◆ **Selected excerpt**
A SAYING often attributed to Sir Winston Churchill is that “democracy is the worst form of government – apart from all the others”. The travel industry has certainly been confronted with that harsh reality over the last couple of years, as we have for the first time in many cases been forced to engage with our elected representatives and bureaucracy while the nation grappled with the COVID-19 pandemic.
Previously we were blissfully unaware of the frailties of our elected leaders – who after all, are just flawed human beings like the rest of us, but are charged with huge responsibilities and powers that impact the entire community. Before COVID-19 the travel and tourism sector by and large made its own way in the world, but all of a sudden we were thrown into the maelstrom of lobbying, completing grant applications and dealing with occasionally flawed IT platforms, meeting with MPs to plead the industry’s case, and sometimes faced with frustrations, brick walls, empty platitudes or downright ignorance.
Of course that hasn’t been everyone’s experience, and I certainly don’t want to downplay the role of our MPs who took up the industry’s cause among their colleagues in Canberra and the State and Territory capitals. But I think we would all have preferred the situation before we were confronted by the pandemic where we all pretty much did our own thing and weren’t overly concerned about how our tax dollars were being managed. A commentator recently noted that many workers in Canberra are now in a third generation of public servants, with a lack of appreciation in Government departments of how things are in the “real world” being a frequent refrain of frustrated business owners wading through COVID-19 red tape over the last two years.
This weekend we all have an opportunity to vote in the Federal Election, and the outcome at this stage is as clear as mud. Fringe candidates, the rise of the so-called “teal” independents, fatigue over PM Scott Morrison’s performance – not to mention the millions of dollars spent by Clive Palmer in support of his United Australia party – make the poll particularly uncertain. (On a side note, there is already one clear winner at this stage – mainstream media and social platforms such as Facebook, which have reaped a massive bounty in political advertising!)
As we take to the polls, perhaps rather than wringing our hands in frustration at the perceived limitations of our leaders, it will be better for us to reflect on the fact that at least we have the opportunity to exercise our democratic rights. Life in Australia is far from perfect, but it’s hands down better than just about anywhere else in the world. Whatever the outcome this weekend, almost all of us will continue to have a roof over our heads, food on the table, full supermarket shelves and the ability to earn an income. The choice that faces us in this election is fortunately a selection between slightly different approaches to government, rather than the extremes many others in the world are currently experiencing.
Elections traditionally have a somewhat dampening effect on economic activity, with uncertainty about the outcome sometimes seeing consumers postpone spending decisions until after the dust settles. That’s commonly true for travel and tourism – so given the huge resurgence in activity that is already happening, the industry had better batten down the hatches for an even busier few months coming up, regardless of who gets the guernsey this Saturday!

◆ **Material supplied**

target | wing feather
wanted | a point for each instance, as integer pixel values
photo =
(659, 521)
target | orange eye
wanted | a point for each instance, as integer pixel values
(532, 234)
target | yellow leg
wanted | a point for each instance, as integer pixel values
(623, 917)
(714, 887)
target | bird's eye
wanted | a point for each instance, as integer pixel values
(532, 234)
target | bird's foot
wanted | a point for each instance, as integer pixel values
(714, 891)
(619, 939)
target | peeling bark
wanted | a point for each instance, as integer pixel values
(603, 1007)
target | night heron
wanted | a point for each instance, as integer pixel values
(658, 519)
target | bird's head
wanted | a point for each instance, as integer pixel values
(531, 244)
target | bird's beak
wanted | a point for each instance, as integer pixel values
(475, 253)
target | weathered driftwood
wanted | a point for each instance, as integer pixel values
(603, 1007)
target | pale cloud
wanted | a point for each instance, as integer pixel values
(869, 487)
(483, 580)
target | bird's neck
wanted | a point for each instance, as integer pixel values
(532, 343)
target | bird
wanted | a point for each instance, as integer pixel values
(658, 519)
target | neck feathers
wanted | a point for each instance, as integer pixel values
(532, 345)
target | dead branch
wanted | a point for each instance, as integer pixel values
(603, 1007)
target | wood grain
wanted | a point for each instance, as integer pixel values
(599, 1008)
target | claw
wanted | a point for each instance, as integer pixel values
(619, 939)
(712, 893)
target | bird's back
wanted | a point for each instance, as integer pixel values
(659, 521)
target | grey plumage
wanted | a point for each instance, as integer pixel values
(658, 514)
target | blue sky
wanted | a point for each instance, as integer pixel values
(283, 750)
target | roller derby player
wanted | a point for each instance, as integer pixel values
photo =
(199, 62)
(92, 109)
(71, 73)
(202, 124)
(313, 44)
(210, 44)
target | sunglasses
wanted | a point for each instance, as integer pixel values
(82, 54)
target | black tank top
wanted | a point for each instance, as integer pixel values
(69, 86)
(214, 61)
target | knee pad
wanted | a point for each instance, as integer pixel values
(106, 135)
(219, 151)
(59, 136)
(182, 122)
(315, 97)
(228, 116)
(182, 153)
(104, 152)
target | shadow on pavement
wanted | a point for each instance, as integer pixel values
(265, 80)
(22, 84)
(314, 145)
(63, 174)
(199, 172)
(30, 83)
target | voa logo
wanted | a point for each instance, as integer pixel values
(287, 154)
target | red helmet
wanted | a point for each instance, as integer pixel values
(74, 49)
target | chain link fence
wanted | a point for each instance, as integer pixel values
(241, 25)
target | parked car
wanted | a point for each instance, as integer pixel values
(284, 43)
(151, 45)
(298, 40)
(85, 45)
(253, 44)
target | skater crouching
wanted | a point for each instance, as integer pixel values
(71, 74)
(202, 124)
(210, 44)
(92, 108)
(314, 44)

◆ **Task prompt**
Can you reproduce the passage of the editorial on the Federal Election starting at "This weekend we" and ending at "in political advertising!)"? The entries have nothing to do with the editorial on the Federal Election.

◆ **Answer to this task**
This weekend we all have an opportunity to vote in the Federal Election, and the outcome at this stage is as clear as mud. Fringe candidates, the rise of the so-called “teal” independents, fatigue over PM Scott Morrison’s performance – not to mention the millions of dollars spent by Clive Palmer in support of his United Australia party – make the poll particularly uncertain. (On a side note, there is already one clear winner at this stage – mainstream media and social platforms such as Facebook, which have reaped a massive bounty in political advertising!)